Source text —

++++++++++

Written on Wednesday…
Today I am 38 weeks and 6 days pregnant. This pregnancy has been split into 3 clear-cut chunks. The first 11 weeks were so difficult. Filled with anxiety, no sleep and worry. I was a mess. Being in total limbo was so hard. I didn’t know what was going to happen with the pregnancy. We had to potentially make decision that would have been so hard and would have left both me and my husband distraught for a long time. Having no sleep exasperated the situation and made everything 100% worse. From 11 weeks until about 34 weeks it was plain sailing, I was super happy and everything went pretty much hitch free. I was still very tired but mainly I was sleeping well. The last 4 weeks have been tricky.
The last few weeks have been filled with braxton hicks, round ligament pain, cramps, iron supplements abusing my digestive system, bad indigestion and the occasional dizzy spell. Really not very enjoyable. As I have said before, I didn’t have anything like this with Dylan or Eilys so these symptoms are freaking me out. My midwife keeps telling me that it is all normal but it is hard to hear that when it wasn’t “normal” before.
Despite my best efforts, I have been a right moaning whingebag for a few weeks now. I have really tried to be happy and upbeat but it has been getting quite tricky to stay happy. Especially as the sleepless nights have reared their ugly head again. I am waking at 3 or 4am most nights and just cannot get back to sleep again. I find myself googling “is this a symptom of early labour” which is stupid and I know that. I really do try to keep myself away from googling medical things, I have had issues with being a hypochondriac in the past but this horrible aspect of my personality took a back seat after having Dylan. But yeah, I try to keep myself from doing it, just in case.

++++++++++

Exercise data —
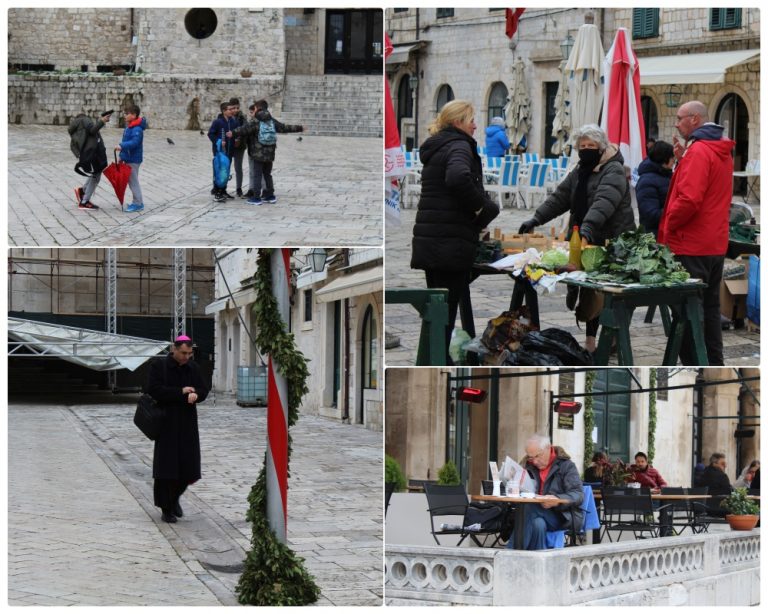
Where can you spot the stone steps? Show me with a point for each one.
(334, 105)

++++++++++

Task to complete — Carry on the pregnancy diary entry from the end of its last paragraph, in the same voice.

Expected answer —
Since Friday, to add to the not sleeping, I now wake at 3am every night and then I have bad period pain like cramping until about 7 or 8am. To start with I just figured that this was normal, just my body preparing for labour but I have been getting increasingly worried. I had a midwife appointment on Monday and my normally ridiculously low blood pressure has gone up, which could be a sign of labour being imminent but could be a sign of something more serious. I have been a bit worried about that but I am on the look out for other symptoms and so far none have appeared. Yesterday, I got up in the morning and then had to go straight back to bed after breakfast as I was so unbelievably knackered and I spent the whole day in bed.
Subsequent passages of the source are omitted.